THINGS TO DO
**A.** Please transcribe the passage on fatigue and depression starting at "What You Can" and ending at "an excitatory neurotransmitter.".
**B.** In the passage on fatigue and depression, what term do doctors use for depression when antidepressants don't work?

Resting normal neurotransmitter levels are part of the reason why I think so many people try antidepressants, go through the adjustment reaction, feel amazing for a few months, then slowly sink back to where they were. The natural consequence is to keep chasing that amazing feeling with dosage changes, medication changes, etc, but their body always seems to bring them back to their baseline eventually. For a more detailed discussion of why chasing neurotransmitters doesn't often work, read more about neurotransmitters working as a web rather than a tug of war.
What You Can Do About Fatigue and Depression
It is all well and good to say fatigue and depression overlap significantly, but what do we actually do about it? Well, this is still a question, but research in this area gets nested under "treatment resistant depression," which is what doctors call depression when antidepressants don't work. Some of the therapeutic strategies for this include ketamine, which has become controversial because of its misuse as a street drug, and new drug candidates that are being researched that inhibit the glutamate, an excitatory neurotransmitter.

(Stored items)
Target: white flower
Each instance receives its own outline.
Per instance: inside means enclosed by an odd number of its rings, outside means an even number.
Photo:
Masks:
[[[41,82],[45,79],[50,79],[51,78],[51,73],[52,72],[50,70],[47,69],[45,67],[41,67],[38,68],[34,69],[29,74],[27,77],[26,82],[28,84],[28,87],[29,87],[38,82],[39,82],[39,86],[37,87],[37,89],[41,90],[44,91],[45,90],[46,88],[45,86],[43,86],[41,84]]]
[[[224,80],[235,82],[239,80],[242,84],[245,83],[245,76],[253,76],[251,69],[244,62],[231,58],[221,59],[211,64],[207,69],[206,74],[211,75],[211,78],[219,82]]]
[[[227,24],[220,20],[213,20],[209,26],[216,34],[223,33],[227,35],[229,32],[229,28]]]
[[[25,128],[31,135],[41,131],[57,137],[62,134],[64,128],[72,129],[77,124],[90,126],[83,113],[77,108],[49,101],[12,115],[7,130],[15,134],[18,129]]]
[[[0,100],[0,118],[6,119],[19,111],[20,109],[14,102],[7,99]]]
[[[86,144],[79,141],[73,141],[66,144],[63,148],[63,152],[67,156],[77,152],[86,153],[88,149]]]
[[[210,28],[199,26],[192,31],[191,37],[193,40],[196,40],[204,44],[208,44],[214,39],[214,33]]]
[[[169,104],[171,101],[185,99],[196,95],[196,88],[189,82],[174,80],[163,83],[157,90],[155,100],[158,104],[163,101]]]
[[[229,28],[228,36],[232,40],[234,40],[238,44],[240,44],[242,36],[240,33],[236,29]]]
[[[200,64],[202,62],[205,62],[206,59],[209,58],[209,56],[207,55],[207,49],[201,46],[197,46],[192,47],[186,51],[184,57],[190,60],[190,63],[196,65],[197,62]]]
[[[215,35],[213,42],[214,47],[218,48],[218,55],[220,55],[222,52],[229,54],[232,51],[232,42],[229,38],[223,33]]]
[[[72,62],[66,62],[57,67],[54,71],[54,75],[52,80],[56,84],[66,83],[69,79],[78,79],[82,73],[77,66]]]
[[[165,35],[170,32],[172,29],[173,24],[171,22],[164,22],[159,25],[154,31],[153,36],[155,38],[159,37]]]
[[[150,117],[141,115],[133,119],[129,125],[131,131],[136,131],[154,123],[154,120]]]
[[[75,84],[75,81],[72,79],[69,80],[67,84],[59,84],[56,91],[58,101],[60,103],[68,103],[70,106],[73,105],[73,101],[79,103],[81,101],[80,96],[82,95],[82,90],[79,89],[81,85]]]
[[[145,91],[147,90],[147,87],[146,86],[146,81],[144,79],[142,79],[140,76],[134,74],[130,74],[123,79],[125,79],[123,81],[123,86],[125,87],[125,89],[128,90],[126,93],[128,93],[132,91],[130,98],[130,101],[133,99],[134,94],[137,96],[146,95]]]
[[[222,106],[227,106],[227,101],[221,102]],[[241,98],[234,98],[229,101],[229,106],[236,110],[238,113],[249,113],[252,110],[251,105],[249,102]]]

---

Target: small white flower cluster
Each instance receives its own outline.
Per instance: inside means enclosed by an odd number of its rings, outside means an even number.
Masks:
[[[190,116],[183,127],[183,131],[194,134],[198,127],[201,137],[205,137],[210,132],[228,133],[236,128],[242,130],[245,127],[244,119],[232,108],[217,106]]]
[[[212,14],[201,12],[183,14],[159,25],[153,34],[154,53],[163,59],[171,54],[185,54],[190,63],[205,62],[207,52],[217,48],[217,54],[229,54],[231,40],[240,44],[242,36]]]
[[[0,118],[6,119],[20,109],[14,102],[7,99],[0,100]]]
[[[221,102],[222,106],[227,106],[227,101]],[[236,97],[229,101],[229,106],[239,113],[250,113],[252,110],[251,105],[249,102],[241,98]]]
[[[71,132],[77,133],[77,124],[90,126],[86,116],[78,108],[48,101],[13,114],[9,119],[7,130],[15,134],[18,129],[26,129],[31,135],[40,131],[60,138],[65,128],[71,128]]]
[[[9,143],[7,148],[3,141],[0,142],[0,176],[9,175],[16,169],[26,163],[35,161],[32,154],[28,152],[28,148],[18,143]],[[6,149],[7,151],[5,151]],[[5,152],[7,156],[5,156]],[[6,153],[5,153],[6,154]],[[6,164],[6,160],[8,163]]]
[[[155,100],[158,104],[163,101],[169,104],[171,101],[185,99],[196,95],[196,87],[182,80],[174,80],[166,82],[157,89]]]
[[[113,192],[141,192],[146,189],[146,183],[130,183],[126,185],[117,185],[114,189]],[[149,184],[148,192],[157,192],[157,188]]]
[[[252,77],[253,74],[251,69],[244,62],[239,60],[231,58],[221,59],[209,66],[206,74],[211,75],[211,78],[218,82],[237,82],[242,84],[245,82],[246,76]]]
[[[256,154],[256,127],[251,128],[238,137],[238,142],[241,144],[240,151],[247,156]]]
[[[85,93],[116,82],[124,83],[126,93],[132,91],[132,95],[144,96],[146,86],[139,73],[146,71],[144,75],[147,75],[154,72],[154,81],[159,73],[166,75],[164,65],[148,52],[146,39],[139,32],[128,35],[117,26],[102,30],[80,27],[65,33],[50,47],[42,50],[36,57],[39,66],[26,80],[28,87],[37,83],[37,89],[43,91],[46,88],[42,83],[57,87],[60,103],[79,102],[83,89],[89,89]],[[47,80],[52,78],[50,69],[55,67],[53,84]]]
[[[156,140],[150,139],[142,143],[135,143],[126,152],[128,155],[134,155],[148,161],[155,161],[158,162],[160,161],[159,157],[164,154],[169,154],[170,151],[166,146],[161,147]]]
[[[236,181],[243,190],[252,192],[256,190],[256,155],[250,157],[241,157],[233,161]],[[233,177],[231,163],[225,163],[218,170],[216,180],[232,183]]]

COMPLETED EXERCISE
**A.**
What You Can Do About Fatigue and Depression
It is all well and good to say fatigue and depression overlap significantly, but what do we actually do about it? Well, this is still a question, but research in this area gets nested under "treatment resistant depression," which is what doctors call depression when antidepressants don't work. Some of the therapeutic strategies for this include ketamine, which has become controversial because of its misuse as a street drug, and new drug candidates that are being researched that inhibit the glutamate, an excitatory neurotransmitter.

**B.** Treatment resistant depression.